:: AIM OF THE TASK ::
Transcribe the data exactly.

:: PROVIDED INFORMATION ::
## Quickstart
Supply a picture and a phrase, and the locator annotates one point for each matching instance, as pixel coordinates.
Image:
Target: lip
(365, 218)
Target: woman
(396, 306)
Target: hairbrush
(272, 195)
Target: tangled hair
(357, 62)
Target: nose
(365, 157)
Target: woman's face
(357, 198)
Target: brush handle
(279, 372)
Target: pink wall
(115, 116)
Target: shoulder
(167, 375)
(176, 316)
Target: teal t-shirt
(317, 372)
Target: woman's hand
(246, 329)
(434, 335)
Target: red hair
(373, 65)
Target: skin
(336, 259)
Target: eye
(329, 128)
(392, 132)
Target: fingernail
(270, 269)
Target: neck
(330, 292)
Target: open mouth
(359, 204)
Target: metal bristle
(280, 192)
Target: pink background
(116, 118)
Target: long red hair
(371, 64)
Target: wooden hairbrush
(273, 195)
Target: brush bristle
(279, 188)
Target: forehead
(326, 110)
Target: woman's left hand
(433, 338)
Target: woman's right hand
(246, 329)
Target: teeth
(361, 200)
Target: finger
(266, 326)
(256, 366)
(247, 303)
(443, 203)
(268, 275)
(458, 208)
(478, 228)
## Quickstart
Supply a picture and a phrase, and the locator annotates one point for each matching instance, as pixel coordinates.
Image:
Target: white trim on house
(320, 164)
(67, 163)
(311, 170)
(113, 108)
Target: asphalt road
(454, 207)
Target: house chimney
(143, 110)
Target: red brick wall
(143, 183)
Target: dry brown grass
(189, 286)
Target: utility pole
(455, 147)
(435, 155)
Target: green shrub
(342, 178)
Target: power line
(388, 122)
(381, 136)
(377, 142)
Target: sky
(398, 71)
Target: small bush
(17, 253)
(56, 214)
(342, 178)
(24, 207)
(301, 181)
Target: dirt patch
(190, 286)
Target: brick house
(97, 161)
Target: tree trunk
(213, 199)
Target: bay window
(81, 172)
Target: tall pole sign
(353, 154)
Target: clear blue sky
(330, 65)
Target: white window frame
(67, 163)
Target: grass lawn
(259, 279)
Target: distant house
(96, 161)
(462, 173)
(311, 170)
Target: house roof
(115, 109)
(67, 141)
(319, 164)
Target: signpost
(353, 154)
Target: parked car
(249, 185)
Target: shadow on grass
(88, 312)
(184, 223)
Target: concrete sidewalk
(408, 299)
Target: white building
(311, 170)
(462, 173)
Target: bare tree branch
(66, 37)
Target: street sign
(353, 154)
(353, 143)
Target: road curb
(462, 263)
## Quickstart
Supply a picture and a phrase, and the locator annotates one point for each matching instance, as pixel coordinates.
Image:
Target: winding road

:: ANSWER FOR THE TASK ::
## Quickstart
Supply a picture and a phrase, and the locator annotates one point for each matching instance, as pixel coordinates.
Image:
Target: lip
(365, 218)
Target: woman
(396, 306)
Target: hairbrush
(272, 195)
Target: tangled hair
(357, 62)
Target: nose
(365, 157)
Target: woman's face
(357, 198)
Target: brush handle
(279, 372)
Target: pink wall
(115, 116)
Target: shoulder
(167, 375)
(176, 316)
Target: teal t-shirt
(317, 372)
Target: woman's hand
(246, 329)
(434, 335)
Target: red hair
(373, 65)
Target: skin
(336, 259)
Target: eye
(329, 128)
(392, 132)
Target: fingernail
(270, 269)
Target: neck
(330, 292)
Target: open mouth
(359, 204)
Target: metal bristle
(280, 192)
Target: pink background
(116, 118)
Target: long red hair
(371, 64)
Target: wooden hairbrush
(273, 195)
Target: brush bristle
(279, 188)
Target: forehead
(326, 110)
Target: woman's left hand
(433, 338)
Target: woman's right hand
(246, 329)
Target: teeth
(361, 200)
Target: finger
(266, 326)
(256, 366)
(247, 303)
(443, 203)
(268, 275)
(458, 208)
(478, 228)
## Quickstart
Supply a picture and a phrase, and the locator annotates one point for each matching instance, as pixel coordinates.
Image:
Target: white trim on house
(320, 164)
(67, 163)
(311, 170)
(113, 108)
Target: asphalt road
(454, 207)
Target: house chimney
(143, 110)
Target: red brick wall
(143, 183)
Target: dry brown grass
(189, 286)
Target: utility pole
(455, 147)
(435, 155)
Target: green shrub
(342, 178)
Target: power line
(388, 122)
(381, 136)
(377, 142)
Target: sky
(398, 71)
Target: small bush
(17, 253)
(56, 214)
(342, 178)
(24, 207)
(301, 181)
Target: dirt patch
(190, 286)
Target: brick house
(97, 161)
Target: tree trunk
(213, 199)
Target: bay window
(81, 172)
Target: tall pole sign
(353, 154)
Target: clear blue sky
(330, 65)
Target: white window frame
(67, 163)
Target: grass lawn
(259, 279)
Target: distant house
(96, 161)
(462, 173)
(311, 170)
Target: house roof
(115, 109)
(67, 141)
(319, 164)
Target: signpost
(353, 154)
Target: parked car
(249, 185)
Target: shadow on grass
(88, 312)
(184, 223)
Target: concrete sidewalk
(408, 299)
Target: white building
(311, 170)
(462, 173)
Target: bare tree branch
(66, 37)
Target: street sign
(353, 154)
(353, 143)
Target: road curb
(462, 263)
## Quickstart
Supply a picture and a phrase, and the locator annotates one point for each matching instance, as pixel coordinates.
Image:
Target: winding road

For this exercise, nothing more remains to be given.